Instructions to follow ::
From the data, return each line holding the word "forested".

Data for analysis ::
────────────────────────────────────────
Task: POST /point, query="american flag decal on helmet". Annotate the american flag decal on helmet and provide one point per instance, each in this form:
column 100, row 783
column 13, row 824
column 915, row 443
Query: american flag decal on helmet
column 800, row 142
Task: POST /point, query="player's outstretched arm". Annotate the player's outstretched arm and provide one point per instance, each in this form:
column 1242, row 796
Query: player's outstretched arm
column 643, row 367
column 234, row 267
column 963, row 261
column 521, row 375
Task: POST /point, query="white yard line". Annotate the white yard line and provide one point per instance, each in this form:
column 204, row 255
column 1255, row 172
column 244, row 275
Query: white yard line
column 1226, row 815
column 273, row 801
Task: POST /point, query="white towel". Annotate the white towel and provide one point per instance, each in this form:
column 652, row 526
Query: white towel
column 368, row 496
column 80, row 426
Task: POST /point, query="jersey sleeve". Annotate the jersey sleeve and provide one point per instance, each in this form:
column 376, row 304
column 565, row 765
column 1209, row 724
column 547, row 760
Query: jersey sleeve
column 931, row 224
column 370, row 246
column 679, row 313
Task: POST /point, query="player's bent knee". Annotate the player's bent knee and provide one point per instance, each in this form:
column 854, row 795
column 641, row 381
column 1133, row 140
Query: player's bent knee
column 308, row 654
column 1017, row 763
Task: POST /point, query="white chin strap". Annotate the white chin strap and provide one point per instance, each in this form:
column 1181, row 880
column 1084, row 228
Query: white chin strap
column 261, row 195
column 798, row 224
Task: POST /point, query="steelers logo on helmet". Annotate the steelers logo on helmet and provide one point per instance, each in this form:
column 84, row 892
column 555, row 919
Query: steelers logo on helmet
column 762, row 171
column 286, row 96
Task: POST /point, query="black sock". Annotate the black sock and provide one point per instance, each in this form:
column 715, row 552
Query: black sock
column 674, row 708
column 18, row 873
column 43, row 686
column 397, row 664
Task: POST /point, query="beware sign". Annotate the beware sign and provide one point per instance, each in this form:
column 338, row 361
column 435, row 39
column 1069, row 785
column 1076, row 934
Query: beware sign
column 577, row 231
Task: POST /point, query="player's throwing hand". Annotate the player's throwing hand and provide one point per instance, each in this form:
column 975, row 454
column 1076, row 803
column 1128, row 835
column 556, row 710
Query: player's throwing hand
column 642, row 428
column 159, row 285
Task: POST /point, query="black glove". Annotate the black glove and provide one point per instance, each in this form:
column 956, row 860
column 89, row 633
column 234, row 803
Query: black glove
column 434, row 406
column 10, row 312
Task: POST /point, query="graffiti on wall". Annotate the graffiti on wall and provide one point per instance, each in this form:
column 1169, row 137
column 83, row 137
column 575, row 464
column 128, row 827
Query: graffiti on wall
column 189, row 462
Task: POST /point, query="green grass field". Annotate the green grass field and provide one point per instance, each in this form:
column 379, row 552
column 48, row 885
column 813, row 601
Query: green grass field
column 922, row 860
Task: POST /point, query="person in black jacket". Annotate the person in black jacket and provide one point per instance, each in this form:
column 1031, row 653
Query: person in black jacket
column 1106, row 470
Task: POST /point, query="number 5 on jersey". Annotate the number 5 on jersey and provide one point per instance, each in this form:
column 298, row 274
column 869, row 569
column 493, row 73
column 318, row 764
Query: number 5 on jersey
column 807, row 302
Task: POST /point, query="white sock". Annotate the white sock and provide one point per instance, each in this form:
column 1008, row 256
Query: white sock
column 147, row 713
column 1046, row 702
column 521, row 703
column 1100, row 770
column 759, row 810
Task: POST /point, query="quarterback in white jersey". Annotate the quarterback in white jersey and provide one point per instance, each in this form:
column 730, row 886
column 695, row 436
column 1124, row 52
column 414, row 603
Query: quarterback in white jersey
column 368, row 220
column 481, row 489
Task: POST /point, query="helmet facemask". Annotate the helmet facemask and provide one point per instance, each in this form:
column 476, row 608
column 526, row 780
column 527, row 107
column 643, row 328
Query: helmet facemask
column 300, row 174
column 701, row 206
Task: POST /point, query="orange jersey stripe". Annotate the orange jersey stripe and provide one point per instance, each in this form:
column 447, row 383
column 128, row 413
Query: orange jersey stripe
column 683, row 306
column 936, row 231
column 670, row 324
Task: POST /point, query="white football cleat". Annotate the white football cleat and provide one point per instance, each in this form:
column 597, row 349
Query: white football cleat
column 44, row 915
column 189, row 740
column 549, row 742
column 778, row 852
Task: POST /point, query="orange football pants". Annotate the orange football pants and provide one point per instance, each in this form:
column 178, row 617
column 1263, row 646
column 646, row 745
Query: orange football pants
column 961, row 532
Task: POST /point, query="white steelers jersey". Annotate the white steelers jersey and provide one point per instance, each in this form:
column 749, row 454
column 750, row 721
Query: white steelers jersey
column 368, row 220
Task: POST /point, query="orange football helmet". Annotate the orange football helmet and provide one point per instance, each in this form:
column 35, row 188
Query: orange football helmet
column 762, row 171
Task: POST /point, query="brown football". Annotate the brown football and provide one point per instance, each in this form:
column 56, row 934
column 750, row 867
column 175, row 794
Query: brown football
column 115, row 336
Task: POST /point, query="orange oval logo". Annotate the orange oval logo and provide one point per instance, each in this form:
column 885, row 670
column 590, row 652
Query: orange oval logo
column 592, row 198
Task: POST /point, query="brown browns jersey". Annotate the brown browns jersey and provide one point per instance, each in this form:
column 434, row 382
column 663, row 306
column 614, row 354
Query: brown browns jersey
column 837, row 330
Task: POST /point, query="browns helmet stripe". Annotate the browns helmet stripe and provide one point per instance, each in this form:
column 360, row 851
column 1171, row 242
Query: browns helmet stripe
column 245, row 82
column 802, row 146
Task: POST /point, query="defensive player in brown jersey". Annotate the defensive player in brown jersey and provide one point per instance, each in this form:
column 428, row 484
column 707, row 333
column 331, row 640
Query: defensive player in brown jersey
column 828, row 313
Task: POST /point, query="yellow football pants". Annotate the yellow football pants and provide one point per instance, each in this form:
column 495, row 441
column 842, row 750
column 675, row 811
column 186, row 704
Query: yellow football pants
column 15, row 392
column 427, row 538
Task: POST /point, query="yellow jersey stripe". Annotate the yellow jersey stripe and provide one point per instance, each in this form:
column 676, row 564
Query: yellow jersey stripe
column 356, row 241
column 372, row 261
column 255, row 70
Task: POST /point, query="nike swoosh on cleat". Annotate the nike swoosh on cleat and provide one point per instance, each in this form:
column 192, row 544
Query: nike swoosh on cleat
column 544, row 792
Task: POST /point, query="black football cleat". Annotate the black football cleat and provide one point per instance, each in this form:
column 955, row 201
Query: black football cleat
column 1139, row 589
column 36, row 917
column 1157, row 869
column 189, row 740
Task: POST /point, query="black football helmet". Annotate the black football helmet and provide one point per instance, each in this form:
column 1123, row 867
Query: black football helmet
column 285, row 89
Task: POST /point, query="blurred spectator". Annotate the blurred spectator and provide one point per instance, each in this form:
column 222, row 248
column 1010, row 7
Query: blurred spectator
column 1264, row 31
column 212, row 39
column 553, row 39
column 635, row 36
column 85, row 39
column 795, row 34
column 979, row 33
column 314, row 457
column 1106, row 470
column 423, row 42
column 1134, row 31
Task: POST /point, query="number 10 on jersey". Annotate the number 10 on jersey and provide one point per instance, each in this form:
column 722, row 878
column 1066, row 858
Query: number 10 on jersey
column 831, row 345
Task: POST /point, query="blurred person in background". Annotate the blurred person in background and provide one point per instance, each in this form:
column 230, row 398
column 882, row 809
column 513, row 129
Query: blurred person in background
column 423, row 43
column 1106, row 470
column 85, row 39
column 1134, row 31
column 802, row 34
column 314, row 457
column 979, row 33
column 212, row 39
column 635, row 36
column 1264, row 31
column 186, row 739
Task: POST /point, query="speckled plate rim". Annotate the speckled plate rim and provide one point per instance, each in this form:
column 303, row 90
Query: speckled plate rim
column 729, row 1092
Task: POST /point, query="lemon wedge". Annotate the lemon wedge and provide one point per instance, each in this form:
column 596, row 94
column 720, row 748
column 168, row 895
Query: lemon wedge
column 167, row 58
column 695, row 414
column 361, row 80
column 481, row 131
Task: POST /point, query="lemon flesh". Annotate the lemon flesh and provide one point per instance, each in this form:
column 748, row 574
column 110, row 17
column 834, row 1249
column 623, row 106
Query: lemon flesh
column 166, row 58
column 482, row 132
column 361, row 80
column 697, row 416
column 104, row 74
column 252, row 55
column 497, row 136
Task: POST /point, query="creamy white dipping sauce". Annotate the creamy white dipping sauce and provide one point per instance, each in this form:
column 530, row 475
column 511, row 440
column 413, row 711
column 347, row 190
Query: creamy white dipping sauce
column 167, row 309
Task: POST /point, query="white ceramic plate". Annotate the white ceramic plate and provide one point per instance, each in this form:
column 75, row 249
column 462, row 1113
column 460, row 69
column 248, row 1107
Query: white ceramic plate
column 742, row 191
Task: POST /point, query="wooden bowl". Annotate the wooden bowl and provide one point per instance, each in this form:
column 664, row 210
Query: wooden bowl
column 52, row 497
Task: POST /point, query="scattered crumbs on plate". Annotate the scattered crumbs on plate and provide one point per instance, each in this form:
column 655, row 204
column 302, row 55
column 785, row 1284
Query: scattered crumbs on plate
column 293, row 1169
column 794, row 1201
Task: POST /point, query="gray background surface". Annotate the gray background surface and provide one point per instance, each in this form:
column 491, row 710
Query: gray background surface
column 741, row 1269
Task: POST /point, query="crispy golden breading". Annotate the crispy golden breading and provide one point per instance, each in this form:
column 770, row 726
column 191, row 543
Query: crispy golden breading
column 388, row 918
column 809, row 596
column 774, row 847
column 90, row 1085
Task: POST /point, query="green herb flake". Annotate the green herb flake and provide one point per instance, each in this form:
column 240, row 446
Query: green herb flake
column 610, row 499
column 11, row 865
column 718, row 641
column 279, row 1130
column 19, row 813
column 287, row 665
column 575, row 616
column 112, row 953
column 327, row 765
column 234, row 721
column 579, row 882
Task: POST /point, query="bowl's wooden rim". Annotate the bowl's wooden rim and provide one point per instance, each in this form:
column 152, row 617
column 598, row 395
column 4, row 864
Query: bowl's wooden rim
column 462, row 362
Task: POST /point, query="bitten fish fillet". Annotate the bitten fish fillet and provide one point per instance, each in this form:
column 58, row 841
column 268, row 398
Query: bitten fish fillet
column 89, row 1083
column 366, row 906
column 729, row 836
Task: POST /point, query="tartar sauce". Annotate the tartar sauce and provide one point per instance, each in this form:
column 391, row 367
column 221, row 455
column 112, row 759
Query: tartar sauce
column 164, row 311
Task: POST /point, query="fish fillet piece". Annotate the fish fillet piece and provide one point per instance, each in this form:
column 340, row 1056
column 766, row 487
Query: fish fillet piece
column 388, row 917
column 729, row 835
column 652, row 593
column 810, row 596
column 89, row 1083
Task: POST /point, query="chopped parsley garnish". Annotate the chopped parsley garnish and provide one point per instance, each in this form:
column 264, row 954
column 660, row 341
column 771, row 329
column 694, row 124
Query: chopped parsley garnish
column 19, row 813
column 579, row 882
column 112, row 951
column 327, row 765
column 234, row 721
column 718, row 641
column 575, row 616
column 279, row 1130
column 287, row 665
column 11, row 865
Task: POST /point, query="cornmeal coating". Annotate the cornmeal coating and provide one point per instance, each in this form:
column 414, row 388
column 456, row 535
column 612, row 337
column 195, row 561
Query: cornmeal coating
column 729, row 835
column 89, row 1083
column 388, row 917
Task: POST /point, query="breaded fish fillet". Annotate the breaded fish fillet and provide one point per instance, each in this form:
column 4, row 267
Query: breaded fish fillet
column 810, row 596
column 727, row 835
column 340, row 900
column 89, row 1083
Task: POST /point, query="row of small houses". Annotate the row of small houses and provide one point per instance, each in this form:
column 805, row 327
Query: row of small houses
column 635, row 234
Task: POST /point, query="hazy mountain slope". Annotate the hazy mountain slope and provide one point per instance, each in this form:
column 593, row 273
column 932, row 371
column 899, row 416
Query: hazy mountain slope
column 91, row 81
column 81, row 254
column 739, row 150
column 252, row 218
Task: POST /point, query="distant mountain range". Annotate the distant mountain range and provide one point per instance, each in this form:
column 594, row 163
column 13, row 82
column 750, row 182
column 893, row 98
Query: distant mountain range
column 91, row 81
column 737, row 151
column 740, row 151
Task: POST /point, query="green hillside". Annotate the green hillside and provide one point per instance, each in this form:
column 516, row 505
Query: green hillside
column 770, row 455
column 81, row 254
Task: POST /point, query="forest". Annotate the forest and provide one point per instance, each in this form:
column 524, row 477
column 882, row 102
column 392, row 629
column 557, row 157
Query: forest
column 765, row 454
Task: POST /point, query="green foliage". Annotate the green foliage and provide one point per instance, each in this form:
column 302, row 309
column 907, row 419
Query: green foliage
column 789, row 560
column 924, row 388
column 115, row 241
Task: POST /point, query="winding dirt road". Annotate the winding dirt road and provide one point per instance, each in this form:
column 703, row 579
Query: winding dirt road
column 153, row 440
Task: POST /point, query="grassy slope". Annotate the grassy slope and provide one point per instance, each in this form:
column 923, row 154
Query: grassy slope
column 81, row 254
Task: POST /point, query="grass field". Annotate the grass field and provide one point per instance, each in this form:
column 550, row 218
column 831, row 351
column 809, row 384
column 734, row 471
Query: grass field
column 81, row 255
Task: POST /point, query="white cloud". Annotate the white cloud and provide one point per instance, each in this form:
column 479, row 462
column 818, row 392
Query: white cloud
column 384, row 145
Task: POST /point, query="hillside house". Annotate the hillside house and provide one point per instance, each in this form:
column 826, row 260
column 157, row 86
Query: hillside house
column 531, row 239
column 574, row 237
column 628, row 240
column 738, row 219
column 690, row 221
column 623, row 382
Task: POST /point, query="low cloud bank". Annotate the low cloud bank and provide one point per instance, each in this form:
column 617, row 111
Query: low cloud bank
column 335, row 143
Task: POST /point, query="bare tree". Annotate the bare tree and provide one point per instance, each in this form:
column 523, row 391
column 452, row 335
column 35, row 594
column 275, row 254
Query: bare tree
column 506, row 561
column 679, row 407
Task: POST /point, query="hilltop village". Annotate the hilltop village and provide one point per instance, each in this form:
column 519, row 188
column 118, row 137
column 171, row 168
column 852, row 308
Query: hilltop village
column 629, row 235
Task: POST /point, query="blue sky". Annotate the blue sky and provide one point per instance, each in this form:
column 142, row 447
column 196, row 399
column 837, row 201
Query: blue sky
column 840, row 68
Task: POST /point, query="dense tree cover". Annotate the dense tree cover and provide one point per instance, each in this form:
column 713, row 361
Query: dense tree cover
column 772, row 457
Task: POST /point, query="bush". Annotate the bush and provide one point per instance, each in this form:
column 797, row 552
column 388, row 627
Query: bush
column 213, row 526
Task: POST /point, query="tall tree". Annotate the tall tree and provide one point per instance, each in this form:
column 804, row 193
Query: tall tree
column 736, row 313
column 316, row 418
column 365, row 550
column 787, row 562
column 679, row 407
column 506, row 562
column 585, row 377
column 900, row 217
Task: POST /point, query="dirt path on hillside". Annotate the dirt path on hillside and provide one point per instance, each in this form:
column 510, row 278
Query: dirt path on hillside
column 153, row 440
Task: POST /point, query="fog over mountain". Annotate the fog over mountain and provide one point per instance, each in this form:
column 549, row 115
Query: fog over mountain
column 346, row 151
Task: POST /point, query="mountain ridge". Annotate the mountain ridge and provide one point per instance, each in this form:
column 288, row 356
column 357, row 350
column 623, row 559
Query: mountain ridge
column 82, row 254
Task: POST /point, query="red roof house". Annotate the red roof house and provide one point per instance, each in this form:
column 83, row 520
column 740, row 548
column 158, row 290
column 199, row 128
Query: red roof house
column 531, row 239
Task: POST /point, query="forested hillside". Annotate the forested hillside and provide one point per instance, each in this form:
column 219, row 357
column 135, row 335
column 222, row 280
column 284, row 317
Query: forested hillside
────────────────────────────────────────
Solved exercise ::
Task: POST /point, query="forested hillside". Annotate the forested hillside and provide one point per instance, each in this form:
Query: forested hillside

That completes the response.